* _PROBLEM TO SOLVE_:
The complete data, repeated exactly, should form your response.

* _EXERCISE INPUTS_:

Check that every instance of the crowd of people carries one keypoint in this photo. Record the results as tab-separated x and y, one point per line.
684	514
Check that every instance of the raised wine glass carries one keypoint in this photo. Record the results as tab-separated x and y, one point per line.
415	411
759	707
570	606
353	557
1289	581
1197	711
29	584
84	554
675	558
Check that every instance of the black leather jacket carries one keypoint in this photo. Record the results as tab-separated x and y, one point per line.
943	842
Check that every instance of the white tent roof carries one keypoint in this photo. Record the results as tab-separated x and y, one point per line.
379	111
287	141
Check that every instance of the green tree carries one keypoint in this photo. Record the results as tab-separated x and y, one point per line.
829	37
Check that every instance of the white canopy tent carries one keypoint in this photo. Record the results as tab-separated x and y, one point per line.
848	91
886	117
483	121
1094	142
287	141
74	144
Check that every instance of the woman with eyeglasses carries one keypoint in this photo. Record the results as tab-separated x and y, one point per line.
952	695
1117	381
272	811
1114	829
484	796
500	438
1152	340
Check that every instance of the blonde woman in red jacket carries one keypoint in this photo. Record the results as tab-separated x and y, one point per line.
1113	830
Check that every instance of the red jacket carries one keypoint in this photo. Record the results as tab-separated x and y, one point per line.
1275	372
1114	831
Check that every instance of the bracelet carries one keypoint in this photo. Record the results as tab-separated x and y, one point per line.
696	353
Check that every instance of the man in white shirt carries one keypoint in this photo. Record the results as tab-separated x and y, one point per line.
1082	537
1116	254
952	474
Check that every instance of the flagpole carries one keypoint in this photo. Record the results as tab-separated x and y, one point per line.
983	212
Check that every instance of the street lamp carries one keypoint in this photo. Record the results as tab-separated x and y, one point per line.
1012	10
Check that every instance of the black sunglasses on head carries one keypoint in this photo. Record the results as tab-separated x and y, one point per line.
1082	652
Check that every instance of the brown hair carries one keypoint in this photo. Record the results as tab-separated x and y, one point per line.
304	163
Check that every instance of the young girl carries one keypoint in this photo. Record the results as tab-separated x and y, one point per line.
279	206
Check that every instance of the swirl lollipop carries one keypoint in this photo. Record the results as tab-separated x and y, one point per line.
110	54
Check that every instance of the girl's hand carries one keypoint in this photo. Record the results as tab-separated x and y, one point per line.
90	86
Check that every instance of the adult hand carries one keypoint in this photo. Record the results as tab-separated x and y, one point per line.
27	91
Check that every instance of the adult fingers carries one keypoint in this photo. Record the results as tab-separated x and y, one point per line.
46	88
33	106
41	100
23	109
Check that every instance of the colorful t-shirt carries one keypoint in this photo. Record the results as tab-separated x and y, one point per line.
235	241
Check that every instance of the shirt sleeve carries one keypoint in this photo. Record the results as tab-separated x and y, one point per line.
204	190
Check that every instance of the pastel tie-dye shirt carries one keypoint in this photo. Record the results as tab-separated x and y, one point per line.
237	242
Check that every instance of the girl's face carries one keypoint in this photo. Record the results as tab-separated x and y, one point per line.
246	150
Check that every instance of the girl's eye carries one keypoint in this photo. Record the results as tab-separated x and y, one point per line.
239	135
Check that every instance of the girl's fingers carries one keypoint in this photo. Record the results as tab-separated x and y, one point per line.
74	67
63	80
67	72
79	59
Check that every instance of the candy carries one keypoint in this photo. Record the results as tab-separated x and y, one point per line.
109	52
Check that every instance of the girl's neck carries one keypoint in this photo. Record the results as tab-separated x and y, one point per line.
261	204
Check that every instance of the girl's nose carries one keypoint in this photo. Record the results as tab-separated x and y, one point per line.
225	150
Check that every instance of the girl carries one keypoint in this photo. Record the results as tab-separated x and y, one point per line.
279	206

* _THE COMPLETED TASK_:
Check that every instance of the crowd of people carries one keypoint in this photo. Record the results as tab-separated x and y, one point per line.
684	514
Check that every instance of the raised wine glass carries one keypoint in this photo. Record the results as tab-separated x and y, one point per line.
415	411
759	707
570	606
353	557
1289	581
1197	711
29	584
84	554
675	558
Check that every instance of the black leather jacket carries one keypoint in this photo. Record the results as tab-separated x and y, one point per line.
943	842
Check that every instance of the white tent roof carries one keypoint in this photo. Record the results as tab-separated x and y, one point per line.
379	111
287	141
Check that every instance of the green tree carries one keypoint in this photo. Record the results as tab-separated x and y, one point per line.
829	37
Check that every instance of the white canopy tent carries one keypoint in this photo. Record the results as tab-separated x and y, one point per line.
848	91
886	117
483	121
1094	142
287	141
74	144
Check that every instance of the woman with eyeglasses carries one keypoint in this photo. Record the results as tab-separated x and y, one point per line.
952	695
1117	381
272	811
1114	829
484	796
500	438
1152	340
Check that every instance of the blonde woman in red jacket carries one keypoint in this photo. Record the results as tab-separated x and y, one point per line.
1113	830
Check that every instance of the red jacket carries one keypoint in this photo. Record the results as tab-separated x and y, one point per line.
1275	372
1114	831
Check that every instance of the bracelet carries one keypoint in this photo. Record the results as tab-separated x and y, one point per line.
696	353
Check that every instance of the man in white shirt carries one keypoint in this photo. Record the results as tab-separated x and y, one point per line.
1082	537
1116	254
952	474
Check that every instance of the flagpole carries one keypoint in this photo. Record the results as tab-separated x and y, one point per line.
983	212
Check that every instance of the street lamp carries one keypoint in this photo. Record the results as tab-separated x and y, one point per line.
1012	10
Check that every instance of the black sunglasses on head carries one keypoint in this photo. Record the results as tab-separated x and y, one point per line.
1082	652
Check that every instance of the brown hair carries one keypoint in this photo. Record the results as tab-separated x and y, one point per line.
304	163
Check that every instance of the young girl carries one keypoint in this photo. Record the results as tab-separated x and y, one point per line.
279	206
Check that every instance of the swirl lollipop carries one keypoint in this photo. Record the results as tab-separated x and y, one point per line.
110	54
Check that every instance of the girl's hand carries one keypoint in this photo. Record the results as tab-separated x and y, one point per line.
90	86
Check that every instance of the adult hand carries one keypoint in this photo. Record the results as tab-separated x and y, one point per line.
27	91
Check that every instance of the adult fingers carries one keypoint in this photo. Record the results as tab-separated x and y, one point per line.
46	88
33	106
41	100
23	109
Check that every instance of the colorful t-shirt carries one keypoint in this photo. Record the results as tab-separated x and y, one point per line.
235	241
Check that every instance of the shirt sleeve carries one keypoint in this photo. Record the results as tab-separated x and y, one point per line.
204	190
Check that every instance of the pastel tie-dye shirt carries one keypoint in this photo. Record the results as tab-separated x and y, one point per line.
237	242
Check that every instance of the girl's face carries one keypoint in this photo. Record the results as tab-separated x and y, one point per line.
246	150
Check that every instance of the girl's eye carries one keypoint in this photo. Record the results as tab-separated x and y, one point per line.
239	135
Check that every instance of the girl's fingers carries one keypoint in this photo. Record the results as tab-separated x and y, one point per line.
74	67
63	80
67	72
79	59
Check that every instance of the candy carries one keypoint in this photo. Record the results as tab-separated x and y, one point per line.
109	52
Check that every instance of the girl's neck carries one keypoint in this photo. Record the results as tab-separated x and y, one point per line.
261	204
Check that every instance of the girl's nose carries one keypoint in this photo. Record the results as tab-separated x and y, one point per line.
225	150
Check that every instance of the girl carries one keypoint in this photo. Record the results as tab-separated x and y, one point per line.
279	206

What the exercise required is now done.